Rotterdam City Basketball
- Title: Head coach
- League: BNXT League

Personal information
- Born: April 6, 1995 (age 30) Vilnius, Lithuania
- Nationality: Lithuanian
- Listed height: 1.78 m (5 ft 10 in)

Career information
- Playing career: 2015–2025
- Position: Point guard
- Number: 10
- Coaching career: 2025–present

Career history

Playing
- 2014–2017: Nevėžis
- 2014: CAB Madeira
- 2017–2019: Aris Leeuwarden
- 2020: Lūšis
- 2020: Mažeikiai
- 2021–2022: The Hague Royals
- 2022–2023: Apollo Amsterdam
- 2023–2025: Sakiu Vytis

Coaching
- 2026–present: Rotterdam City Basketball

= Deividas Kumelis =

Lithuanian basketball player

Deividas Kumelis (born April 6, 1995) is a Lithuanian professional basketball coach and former player who played at the point guard position. He is the current head coach for Rotterdam City Basketball of the BNXT League. Kumelis has played in Lithuania, Portugal and the Netherlands over his career.

==Early life==
Kumelis started playing basketball at age 17 at the Šarūnas Marčiulionis Basketball Academy.

==Professional career==
On September 28, 2017, Kumelis signed with Aris Leeuwarden of the Dutch Basketball League (DBL). In his debut on October 8, Kumelis recorded 19 points and 7 assists in an 80–96 win over BAL. He averaged 0.9 points, 0.8 rebounds and 0.3 assists in his debut season in the DBL. On August 1, 2018, he re-signed for another year with Aris. He averaged 0.6 points, 2 rebounds and 0.5 assists in the 2018–19 season.

§ PROBLEM A
Answer these questions using the article on Deividas Kumelis.
(i) At what age did Kumelis start playing basketball, and at which academy?
(ii) In which league does Rotterdam City Basketball play?
(iii) On what date did Kumelis re-sign with Aris?
§ PROBLEM B
Duplicate the article on Deividas Kumelis word for word, from "Deividas Kumelis (born" to "over his career.".
§ PROBLEM C
Pick up the article on Deividas Kumelis after its last sentence and write what comes next.

§ PROVIDED RECORDS
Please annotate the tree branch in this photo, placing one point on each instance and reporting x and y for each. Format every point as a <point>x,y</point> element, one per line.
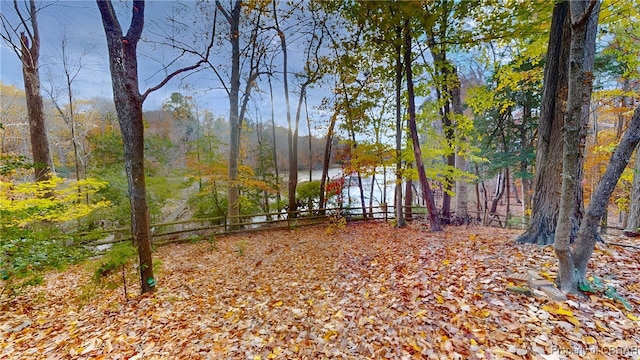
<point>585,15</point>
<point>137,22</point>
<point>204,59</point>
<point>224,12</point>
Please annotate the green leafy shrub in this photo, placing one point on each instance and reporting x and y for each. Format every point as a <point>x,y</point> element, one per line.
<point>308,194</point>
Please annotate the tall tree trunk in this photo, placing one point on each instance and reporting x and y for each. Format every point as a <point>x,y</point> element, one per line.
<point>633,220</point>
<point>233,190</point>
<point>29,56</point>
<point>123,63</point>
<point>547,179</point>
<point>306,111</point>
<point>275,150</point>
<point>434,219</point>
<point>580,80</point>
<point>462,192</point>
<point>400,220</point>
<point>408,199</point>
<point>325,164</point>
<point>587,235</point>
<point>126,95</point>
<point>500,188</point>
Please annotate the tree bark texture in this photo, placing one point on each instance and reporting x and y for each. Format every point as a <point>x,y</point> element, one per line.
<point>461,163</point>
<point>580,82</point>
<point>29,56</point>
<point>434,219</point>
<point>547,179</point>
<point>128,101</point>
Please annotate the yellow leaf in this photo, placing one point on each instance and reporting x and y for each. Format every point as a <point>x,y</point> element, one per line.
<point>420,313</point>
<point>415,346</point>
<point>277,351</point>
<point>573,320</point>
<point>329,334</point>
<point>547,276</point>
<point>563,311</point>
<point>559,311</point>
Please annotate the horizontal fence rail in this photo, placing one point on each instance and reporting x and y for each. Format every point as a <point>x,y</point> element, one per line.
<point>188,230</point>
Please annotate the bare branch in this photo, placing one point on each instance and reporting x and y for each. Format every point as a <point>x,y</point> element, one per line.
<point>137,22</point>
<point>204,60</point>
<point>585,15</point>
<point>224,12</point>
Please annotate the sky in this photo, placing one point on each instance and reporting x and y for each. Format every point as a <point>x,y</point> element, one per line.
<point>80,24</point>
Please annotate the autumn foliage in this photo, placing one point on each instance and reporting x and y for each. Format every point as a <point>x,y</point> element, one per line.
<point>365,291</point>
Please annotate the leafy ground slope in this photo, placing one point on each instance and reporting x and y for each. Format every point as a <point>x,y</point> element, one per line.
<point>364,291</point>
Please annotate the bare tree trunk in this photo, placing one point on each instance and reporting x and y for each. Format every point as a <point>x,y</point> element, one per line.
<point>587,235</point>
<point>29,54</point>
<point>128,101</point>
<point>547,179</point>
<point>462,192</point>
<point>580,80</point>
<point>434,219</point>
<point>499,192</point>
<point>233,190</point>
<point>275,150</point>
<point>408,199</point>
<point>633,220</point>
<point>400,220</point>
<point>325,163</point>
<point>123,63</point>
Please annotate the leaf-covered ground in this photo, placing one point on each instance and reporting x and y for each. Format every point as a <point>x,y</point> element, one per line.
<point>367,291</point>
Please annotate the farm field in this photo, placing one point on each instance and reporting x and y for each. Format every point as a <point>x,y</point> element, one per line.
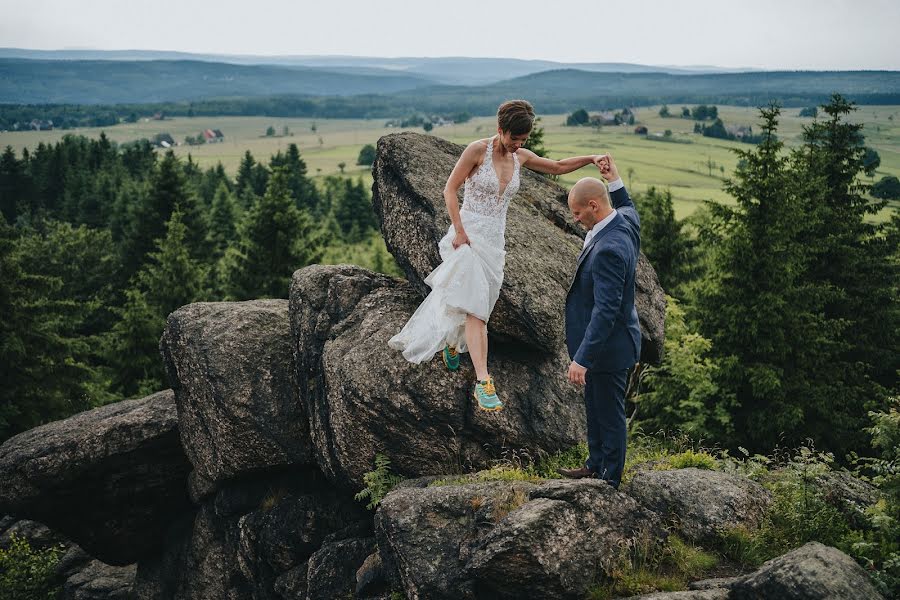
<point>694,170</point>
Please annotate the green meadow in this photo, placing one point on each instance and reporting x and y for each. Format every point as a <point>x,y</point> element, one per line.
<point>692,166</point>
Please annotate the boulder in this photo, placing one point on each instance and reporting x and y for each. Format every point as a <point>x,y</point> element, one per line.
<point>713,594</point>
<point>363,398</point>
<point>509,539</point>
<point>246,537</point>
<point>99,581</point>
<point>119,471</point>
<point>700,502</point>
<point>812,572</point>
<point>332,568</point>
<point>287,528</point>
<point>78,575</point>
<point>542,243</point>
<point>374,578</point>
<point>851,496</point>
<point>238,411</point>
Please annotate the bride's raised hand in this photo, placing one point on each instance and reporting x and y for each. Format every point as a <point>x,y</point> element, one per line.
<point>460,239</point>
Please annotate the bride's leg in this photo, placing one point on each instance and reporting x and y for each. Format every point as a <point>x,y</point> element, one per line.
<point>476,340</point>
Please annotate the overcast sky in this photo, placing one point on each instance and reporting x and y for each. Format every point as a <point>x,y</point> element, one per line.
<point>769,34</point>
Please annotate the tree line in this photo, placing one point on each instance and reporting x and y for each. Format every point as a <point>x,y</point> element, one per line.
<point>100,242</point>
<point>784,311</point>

---

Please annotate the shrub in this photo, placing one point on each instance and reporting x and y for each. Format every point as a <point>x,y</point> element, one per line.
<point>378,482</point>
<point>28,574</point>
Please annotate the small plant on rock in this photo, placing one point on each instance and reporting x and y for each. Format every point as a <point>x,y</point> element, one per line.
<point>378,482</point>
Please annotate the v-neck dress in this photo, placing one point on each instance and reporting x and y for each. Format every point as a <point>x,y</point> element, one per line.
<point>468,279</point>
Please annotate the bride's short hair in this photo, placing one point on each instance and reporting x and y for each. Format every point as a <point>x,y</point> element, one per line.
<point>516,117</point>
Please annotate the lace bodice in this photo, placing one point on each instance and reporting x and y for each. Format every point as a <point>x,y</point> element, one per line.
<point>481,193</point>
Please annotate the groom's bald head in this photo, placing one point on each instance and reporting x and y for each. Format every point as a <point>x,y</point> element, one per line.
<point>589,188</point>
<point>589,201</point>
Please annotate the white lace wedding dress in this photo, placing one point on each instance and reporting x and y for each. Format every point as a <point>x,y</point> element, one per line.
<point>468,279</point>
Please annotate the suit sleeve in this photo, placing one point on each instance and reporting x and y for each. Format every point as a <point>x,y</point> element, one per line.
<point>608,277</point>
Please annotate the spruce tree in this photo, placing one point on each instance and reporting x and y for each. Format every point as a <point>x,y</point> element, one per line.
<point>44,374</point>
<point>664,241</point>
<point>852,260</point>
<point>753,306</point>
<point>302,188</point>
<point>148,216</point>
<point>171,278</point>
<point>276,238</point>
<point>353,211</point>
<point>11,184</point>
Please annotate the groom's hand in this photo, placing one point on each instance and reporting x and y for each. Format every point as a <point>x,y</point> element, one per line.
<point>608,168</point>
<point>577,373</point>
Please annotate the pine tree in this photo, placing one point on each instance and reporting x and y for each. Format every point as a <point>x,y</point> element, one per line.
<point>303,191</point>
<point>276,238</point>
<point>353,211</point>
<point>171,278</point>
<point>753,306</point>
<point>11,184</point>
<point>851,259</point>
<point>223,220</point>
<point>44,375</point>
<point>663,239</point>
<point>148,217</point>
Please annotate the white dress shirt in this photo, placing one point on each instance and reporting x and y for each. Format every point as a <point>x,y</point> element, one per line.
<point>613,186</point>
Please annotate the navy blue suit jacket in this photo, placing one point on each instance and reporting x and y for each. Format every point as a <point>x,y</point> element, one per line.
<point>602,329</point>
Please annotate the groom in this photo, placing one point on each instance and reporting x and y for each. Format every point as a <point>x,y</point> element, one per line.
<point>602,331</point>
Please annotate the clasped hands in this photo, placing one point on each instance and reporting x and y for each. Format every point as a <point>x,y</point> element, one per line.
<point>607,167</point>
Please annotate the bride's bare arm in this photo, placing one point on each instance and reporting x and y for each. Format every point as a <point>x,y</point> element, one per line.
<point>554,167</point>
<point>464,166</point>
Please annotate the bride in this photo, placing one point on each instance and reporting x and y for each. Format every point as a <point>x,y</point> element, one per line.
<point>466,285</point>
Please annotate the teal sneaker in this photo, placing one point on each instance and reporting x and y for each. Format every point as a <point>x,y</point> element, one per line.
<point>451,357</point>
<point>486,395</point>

--

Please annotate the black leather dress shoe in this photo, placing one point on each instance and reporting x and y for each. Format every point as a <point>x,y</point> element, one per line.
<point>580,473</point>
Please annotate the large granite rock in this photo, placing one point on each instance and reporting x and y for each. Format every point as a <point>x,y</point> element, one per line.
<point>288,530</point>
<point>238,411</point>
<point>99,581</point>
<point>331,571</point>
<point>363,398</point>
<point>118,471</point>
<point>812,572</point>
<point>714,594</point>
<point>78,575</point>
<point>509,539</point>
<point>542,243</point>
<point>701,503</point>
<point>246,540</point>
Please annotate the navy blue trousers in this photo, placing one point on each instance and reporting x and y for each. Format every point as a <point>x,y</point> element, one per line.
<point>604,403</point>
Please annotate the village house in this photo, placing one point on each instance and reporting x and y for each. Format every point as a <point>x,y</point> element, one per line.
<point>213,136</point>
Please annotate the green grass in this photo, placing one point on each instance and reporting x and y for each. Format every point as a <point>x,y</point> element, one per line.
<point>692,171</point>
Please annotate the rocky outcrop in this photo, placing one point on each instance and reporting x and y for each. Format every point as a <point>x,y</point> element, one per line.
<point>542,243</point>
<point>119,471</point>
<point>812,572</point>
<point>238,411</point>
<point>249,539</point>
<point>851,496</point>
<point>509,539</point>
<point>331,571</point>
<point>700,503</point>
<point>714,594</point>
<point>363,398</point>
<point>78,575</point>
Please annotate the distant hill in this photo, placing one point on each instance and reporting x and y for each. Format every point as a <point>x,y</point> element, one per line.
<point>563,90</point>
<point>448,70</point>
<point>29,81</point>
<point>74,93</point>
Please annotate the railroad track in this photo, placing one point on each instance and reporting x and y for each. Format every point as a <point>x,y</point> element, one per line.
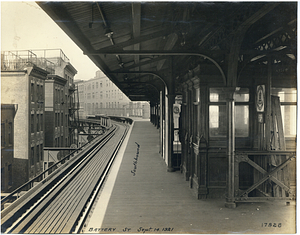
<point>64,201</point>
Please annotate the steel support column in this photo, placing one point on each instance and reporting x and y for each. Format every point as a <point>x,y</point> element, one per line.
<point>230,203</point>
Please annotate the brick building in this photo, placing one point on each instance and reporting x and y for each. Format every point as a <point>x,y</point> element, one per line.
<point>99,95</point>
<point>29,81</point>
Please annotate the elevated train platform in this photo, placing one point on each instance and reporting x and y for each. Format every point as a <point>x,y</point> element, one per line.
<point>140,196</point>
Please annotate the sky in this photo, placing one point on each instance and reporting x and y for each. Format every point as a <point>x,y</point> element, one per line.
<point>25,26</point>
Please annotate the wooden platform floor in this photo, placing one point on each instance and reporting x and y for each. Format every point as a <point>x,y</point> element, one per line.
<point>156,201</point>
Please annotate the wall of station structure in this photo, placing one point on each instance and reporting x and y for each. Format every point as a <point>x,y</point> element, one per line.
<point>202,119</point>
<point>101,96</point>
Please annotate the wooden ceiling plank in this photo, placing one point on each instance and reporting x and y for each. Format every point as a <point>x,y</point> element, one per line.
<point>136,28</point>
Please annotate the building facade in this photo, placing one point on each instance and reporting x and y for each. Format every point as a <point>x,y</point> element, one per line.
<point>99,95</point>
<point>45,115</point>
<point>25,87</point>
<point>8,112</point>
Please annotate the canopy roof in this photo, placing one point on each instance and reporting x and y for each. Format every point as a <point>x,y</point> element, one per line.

§ RESULT A
(i) He started at age 17 at the Šarūnas Marčiulionis Basketball Academy.
(ii) The BNXT League.
(iii) August 1, 2018.

§ RESULT B
Deividas Kumelis (born April 6, 1995) is a Lithuanian professional basketball coach and former player who played at the point guard position. He is the current head coach for Rotterdam City Basketball of the BNXT League. Kumelis has played in Lithuania, Portugal and the Netherlands over his career.

§ RESULT C
In the 2019–20 season he played for both BC Lūšis and BC Mažeikiai of the Lithuanian National Basketball League (NKL).

On 2 October 2020, Kumelis was announced by The Hague Royals, newcomer in the Dutch Basketball League. On 27 March 2021, Kumelis scored a career-high 12 points in a 77–76 win over BAL. On 16 June, he extended his contract with one more season.

On August 22, 2022, he has signed with Apollo Amsterdam of the BNXT League.

==Coaching career==
On February 8, 2026, he signed with Rotterdam City Basketball of the BNXT League.

==International career==
Kumelis played with the Lithuania men's national under-20 basketball team at the 2015 FIBA Europe Under-20 Championship, where the country finished in 17th place.